# [Task set]
• 1. Repeat the review thread from "I do not think" to "MergePolicy.findFullFlushMerges(...).", swapping "wrapping" for "extending".
• 2. Answer these questions on the review thread:
(a) Which method does the first comment say was being called twice before the change?
(b) Which two classes does the second comment say this feature combines?
(c) According to the new doc comment, are the merges cancelled once the wait time is reached?

# [Extract]
☆ ☆ ☆ ☆

[GitHub] [lucene-solr] mikemccand commented on a change in pull request #1552: LUCENE-8962

GitBox Fri, 12 Jun 2020 09:03:28 -0700


mikemccand commented on a change in pull request #1552:
URL: https://github.com/apache/lucene-solr/pull/1552#discussion_r439492017




##########
File path: lucene/core/src/java/org/apache/lucene/index/IndexWriter.java
##########
@@ -4483,6 +4593,7 @@ public int length() {
         // Merge would produce a 0-doc segment, so we do nothing except commit 
the merge to remove all the 0-doc segments that we "merged":
         assert merge.info.info.maxDoc() == 0;
         commitMerge(merge, mergeState);
+        success = true;

Review comment:
       I think this was a small pre-existing bug.
   
   I.e. the merge has in fact succeeded on this path.  Before this change we 
are calling `closeMergeReaders` twice (once in the line above this, then again 
on line 4720 below.  Maybe that is harmless, but code-wise I think this path 
did succeed.
   
   If necessary, we could pull this out into its own PR?  But I think it's a 
good, if subtle, catch.  The merge did succeed in this path.

##########
File path: lucene/core/src/java/org/apache/lucene/index/IndexWriter.java
##########
@@ -3228,15 +3268,38 @@ private long prepareCommitInternal() throws IOException 
{
               // sneak into the commit point:
               toCommit = segmentInfos.clone();
 
+              if (anyChanges) {
+                // Find any merges that can execute on commit (per 
MergePolicy).
+                MergePolicy.MergeSpecification mergeSpec =

Review comment:
       I think what makes this tricky is that this is a combination of 
`MergePolicy` (to pick the small merges) and `MergeScheduler` (to run them and 
await their completion, subject to a time limit) purposes.
   
   I do not think you can achieve this by just wrapping in `MergePolicy`, but I 
agree it would be better if we could find a simpler way to achieve it.

##########
File path: lucene/core/src/java/org/apache/lucene/index/IndexWriterConfig.java
##########
@@ -459,6 +463,31 @@ public IndexWriterConfig setCommitOnClose(boolean 
commitOnClose) {
     return this;
   }
 
+  /**
+   * Expert: sets the amount of time to wait for merges returned by 
MergePolicy.findFullFlushMerges(...).
+   * If this time is reached, we proceed with the commit based on segments 
merged up to that point.
+   * The merges are not cancelled, and may still run to completion independent 
of the commit.

☆ ☆ ☆ ☆

# [Data segment]

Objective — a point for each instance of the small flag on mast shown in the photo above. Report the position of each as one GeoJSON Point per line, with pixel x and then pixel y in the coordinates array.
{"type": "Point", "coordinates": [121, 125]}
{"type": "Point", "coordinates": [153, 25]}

☆ ☆ ☆ ☆

# [Solutions]
• 1.
I do not think you can achieve this by just extending in `MergePolicy`, but I 
agree it would be better if we could find a simpler way to achieve it.

##########
File path: lucene/core/src/java/org/apache/lucene/index/IndexWriterConfig.java
##########
@@ -459,6 +463,31 @@ public IndexWriterConfig setCommitOnClose(boolean 
commitOnClose) {
     return this;
   }
 
+  /**
+   * Expert: sets the amount of time to wait for merges returned by 
MergePolicy.findFullFlushMerges(...).

• 2.
(a) `closeMergeReaders`.
(b) `MergePolicy` and `MergeScheduler`.
(c) No. They are not cancelled and may still run to completion independent of the commit.